__Given entries__.
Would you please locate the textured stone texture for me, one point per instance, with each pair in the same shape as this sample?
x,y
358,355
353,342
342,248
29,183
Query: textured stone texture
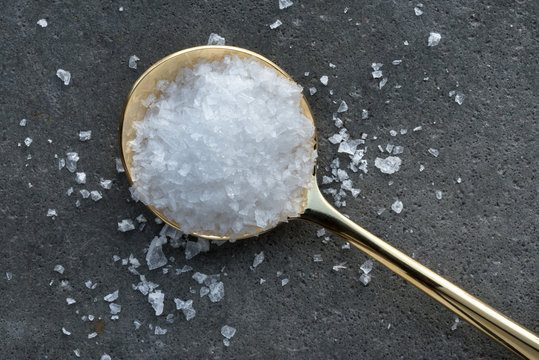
x,y
482,234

__Exercise prompt__.
Copy everything in the records above except the pictures, exactly as written.

__Reply to the task__.
Would you please locate the textured stone texture for me, one point per instance, with each pair in the same shape as this sample?
x,y
358,355
353,342
342,248
29,183
Query: textured stone texture
x,y
482,234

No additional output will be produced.